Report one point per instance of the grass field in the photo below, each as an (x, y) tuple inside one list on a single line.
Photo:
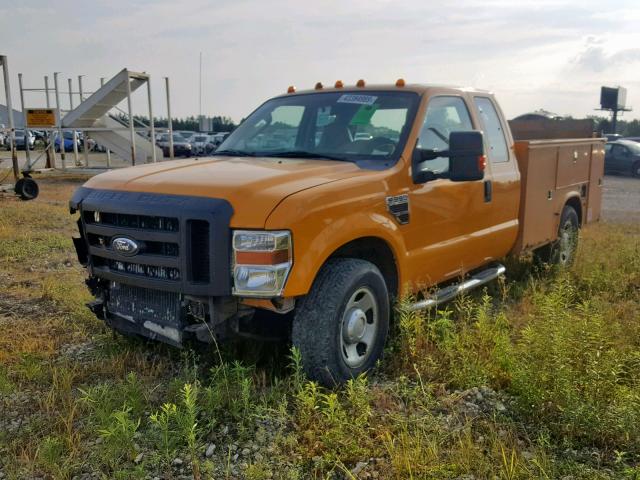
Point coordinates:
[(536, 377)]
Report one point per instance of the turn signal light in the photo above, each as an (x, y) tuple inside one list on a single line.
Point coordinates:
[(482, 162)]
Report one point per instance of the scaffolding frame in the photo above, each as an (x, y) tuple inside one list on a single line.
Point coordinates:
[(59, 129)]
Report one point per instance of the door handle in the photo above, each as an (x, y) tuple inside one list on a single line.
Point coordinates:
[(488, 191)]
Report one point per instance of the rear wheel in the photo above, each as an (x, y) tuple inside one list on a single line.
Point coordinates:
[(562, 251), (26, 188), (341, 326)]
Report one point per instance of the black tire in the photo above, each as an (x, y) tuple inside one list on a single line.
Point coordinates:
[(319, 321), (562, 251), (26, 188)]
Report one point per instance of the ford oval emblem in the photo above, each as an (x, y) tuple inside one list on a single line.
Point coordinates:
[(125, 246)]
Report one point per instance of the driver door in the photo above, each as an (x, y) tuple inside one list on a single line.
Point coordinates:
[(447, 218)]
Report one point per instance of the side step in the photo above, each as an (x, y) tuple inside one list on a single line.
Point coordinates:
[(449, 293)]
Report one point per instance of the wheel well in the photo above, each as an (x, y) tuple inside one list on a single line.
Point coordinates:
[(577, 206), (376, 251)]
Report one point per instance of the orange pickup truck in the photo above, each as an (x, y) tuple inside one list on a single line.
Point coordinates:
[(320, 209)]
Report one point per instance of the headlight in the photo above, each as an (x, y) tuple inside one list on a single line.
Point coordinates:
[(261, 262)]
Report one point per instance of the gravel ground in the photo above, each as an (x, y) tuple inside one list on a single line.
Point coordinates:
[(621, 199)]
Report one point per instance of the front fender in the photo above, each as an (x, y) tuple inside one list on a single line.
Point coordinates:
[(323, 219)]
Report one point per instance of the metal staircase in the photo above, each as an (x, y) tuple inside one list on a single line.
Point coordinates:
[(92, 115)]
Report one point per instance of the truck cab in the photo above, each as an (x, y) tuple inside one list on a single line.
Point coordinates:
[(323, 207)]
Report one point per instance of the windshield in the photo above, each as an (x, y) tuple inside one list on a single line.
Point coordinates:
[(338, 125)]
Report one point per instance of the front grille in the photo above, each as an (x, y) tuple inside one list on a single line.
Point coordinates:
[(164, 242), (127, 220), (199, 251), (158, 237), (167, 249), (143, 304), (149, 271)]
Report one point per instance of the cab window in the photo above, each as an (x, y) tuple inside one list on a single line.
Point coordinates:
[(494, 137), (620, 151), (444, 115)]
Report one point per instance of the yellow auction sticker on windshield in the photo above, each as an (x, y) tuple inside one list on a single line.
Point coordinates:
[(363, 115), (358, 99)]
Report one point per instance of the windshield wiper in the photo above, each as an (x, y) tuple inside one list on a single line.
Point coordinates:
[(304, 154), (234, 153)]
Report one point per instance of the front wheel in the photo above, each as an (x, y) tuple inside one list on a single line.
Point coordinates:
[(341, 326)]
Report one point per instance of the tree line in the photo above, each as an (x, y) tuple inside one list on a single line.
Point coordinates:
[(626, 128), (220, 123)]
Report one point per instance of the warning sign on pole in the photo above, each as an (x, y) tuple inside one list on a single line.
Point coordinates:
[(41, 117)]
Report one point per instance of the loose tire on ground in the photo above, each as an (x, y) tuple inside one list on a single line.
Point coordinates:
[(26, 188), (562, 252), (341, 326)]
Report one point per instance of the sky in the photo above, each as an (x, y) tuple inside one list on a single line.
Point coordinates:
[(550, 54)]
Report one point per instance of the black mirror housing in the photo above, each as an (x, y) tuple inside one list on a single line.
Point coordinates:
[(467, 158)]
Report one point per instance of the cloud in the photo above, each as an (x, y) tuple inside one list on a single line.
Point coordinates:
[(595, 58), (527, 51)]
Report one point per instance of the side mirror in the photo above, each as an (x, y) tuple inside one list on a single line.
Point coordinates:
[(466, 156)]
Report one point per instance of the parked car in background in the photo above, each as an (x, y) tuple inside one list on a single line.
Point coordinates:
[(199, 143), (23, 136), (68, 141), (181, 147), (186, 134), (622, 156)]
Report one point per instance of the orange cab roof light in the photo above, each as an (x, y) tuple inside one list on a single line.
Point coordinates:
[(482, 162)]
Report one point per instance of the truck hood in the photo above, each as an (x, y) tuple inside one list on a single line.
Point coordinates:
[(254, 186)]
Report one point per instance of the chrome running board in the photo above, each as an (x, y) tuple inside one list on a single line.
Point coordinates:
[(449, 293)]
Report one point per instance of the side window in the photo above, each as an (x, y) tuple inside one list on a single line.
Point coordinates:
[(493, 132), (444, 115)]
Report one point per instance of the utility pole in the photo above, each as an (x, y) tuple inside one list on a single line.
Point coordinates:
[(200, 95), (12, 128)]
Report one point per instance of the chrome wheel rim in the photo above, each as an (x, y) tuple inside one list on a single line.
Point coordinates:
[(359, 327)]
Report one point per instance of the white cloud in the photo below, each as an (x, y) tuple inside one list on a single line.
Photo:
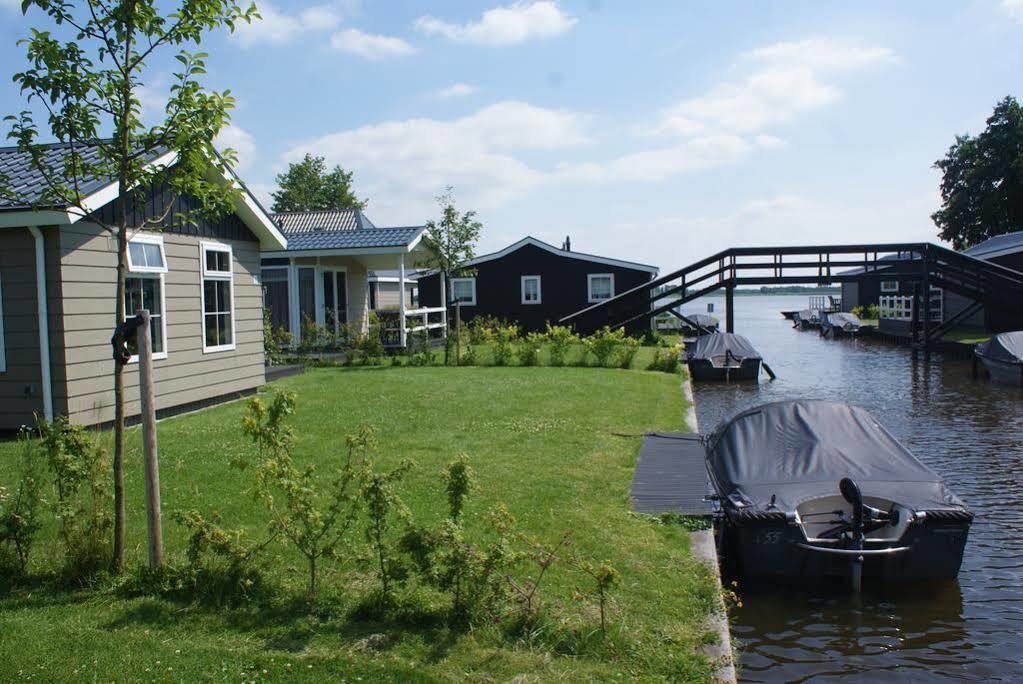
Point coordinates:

# Do this
Update all the records above so that every "single line" becomes "one line", keeping everything else the same. Leave the pictures out of your answer.

# Result for this task
Report one point per instance of the grass field in the photo below, each as an (x, y) tuple inside one list on a one line.
Photo:
Point coordinates:
[(536, 377)]
Report one point per instance of the turn signal light in the photo above, each as an (x, y) tuple inside one list on a one line.
Point coordinates:
[(482, 162)]
Report one point per instance of the scaffolding frame in the photo above, each as an (x, y) tuple inside one list on a one line.
Point coordinates:
[(59, 129)]
Report one point per instance of the door handle in the photo above, each as an (x, y) tuple inside one list on a one line.
Point coordinates:
[(488, 191)]
Report one point per instance of the rear wheel in the photo above, each as an (x, y) tuple inside one list on a one line.
Point coordinates:
[(562, 251), (26, 188), (341, 326)]
Report one point per instance of the black tire in the photo above, each as an (x, y) tuple inside one list on a one line.
Point coordinates:
[(319, 321), (562, 251), (26, 188)]
Report one point per instance of the ford oval emblem in the photo above, each as an (x, y) tuple inside one list on a one line.
Point coordinates:
[(125, 246)]
Report one point per instance of the driver door in the photo above, each as an (x, y) tuple inside one list on a one line.
Point coordinates:
[(447, 218)]
Report one point per instance of the side step in the photo above, each as an (x, y) tuple inside one list on a one line.
Point coordinates:
[(449, 293)]
Report one point per instance of the wheel well in the photo above, each as an (x, y) tuple inside one list on a one line.
Point coordinates:
[(577, 206), (376, 251)]
Report one point per instance of the orange pickup truck in the photo above, each as an (x, y) tuple inside one list on a one line.
Point coordinates:
[(320, 209)]
Report one point per instance of the headlight in the photo above, each as an (x, y) tuple inside one list on a one line.
Point coordinates:
[(261, 262)]
Report one point per instance of the gravel ground in the photo above, each as an (x, y) tuple inside one list on a one line.
Point coordinates:
[(621, 199)]
Report one point per instance of the front fender in the photo above, each as an (x, y) tuple inside one list on a one line.
Point coordinates:
[(323, 219)]
Report one point per instance of the metal staircase in the photo above, each as an (x, y) tuple inside one list on a one line.
Point coordinates:
[(92, 115)]
Report one point per instance of the truck cab in the photo above, each as an (x, y) tuple inside one list on a one line.
Point coordinates:
[(323, 207)]
Report one point per instance of the windshield in the photo above, each as an (x, y) tuple inside one list on a one line.
Point coordinates:
[(338, 125)]
Report one point per instance of the front grille in the photo above, each as an (x, y) tuple inside one list on a one line.
Point coordinates:
[(164, 242), (127, 220), (199, 251), (158, 237), (167, 249), (143, 304), (149, 271)]
Report one point per instance of the cab window in the photo above, each as an (x, y) tuple inside one list on a one line.
Point coordinates:
[(494, 137), (620, 151), (444, 115)]
Report one point per instance of the yellow auction sticker on windshield in the photo above, each as an (x, y) tuple inside one list on a one line.
Point coordinates:
[(363, 115), (358, 99)]
Report one point per instance of the windshield wiper in the photo above, each as an (x, y) tuple inside one list on a one line.
Point coordinates:
[(304, 154), (234, 153)]
Report one point per instance of the front wheel in the photo above, each as an (x, y) tuple inside one list on a one line.
Point coordinates:
[(341, 326)]
Report one point per instance of the tree line in the photo above, each as an (x, y) tuple inside one list on a one line.
Point coordinates:
[(626, 128), (220, 123)]
Report one point per instance of the warning sign on pole in the photo above, each as an (x, y) tuple inside one list on a one line.
Point coordinates:
[(41, 117)]
Report one point per instance of the loose tire on ground in the photo above, each as an (x, y) tuple inside one list on a one line.
Point coordinates:
[(26, 188), (562, 252), (341, 326)]
Report one point per instance of the sky in the photo above, each as an (x, y) tuple inside one list on a one line.
Point coordinates:
[(550, 54)]
Report one point per instance of the black mirror housing in the photo above, each as an (x, y) tuple inside one list on a one line.
Point coordinates:
[(467, 158)]
Report one point per instance of the cloud in the photo above, each as an (x, y) tuple inside one list on a one line.
Point coordinates:
[(595, 58), (527, 51)]
Report one point per instance of the side mirror in the photo above, each as an (x, y) tuple inside one list on a one line.
Point coordinates:
[(466, 156)]
Report one point per instance of the parked car in background in the photo above, each as an (x, y) tuple inside one list on a one line.
Point coordinates:
[(199, 143), (23, 136), (68, 141), (181, 147), (186, 134), (622, 156)]
Report one point per instance of the orange cab roof light in the photo above, each as an (x, y) tuple inside one list on a one line.
Point coordinates:
[(482, 162)]
Report one point per instance of the truck hood in the photo above, each as an (x, y) tuple inside one list on a one line.
Point coordinates:
[(254, 186)]
Report one point per instance of the chrome running board in the photo above, each as an (x, y) tuple inside one list on a one line.
Point coordinates:
[(449, 293)]
Report one point per instance of the side window in the photo above, each as an (x, y) tuple inside one list on a one line.
Point coordinates:
[(493, 132), (444, 115)]
Report one point per instance of the utility pole in the photo above, each as an (x, y) tuple inside one list on a one line.
Point coordinates:
[(200, 95), (12, 128)]
Report one point per instance of the chrome wheel rim in the photo above, each as an (x, y) tuple inside one list on a one line.
Point coordinates:
[(359, 327)]
Report one point per instance of the white cloud in the photo below, each as an (x, y) tuple inside one list on a one line.
Photo:
Point coordinates:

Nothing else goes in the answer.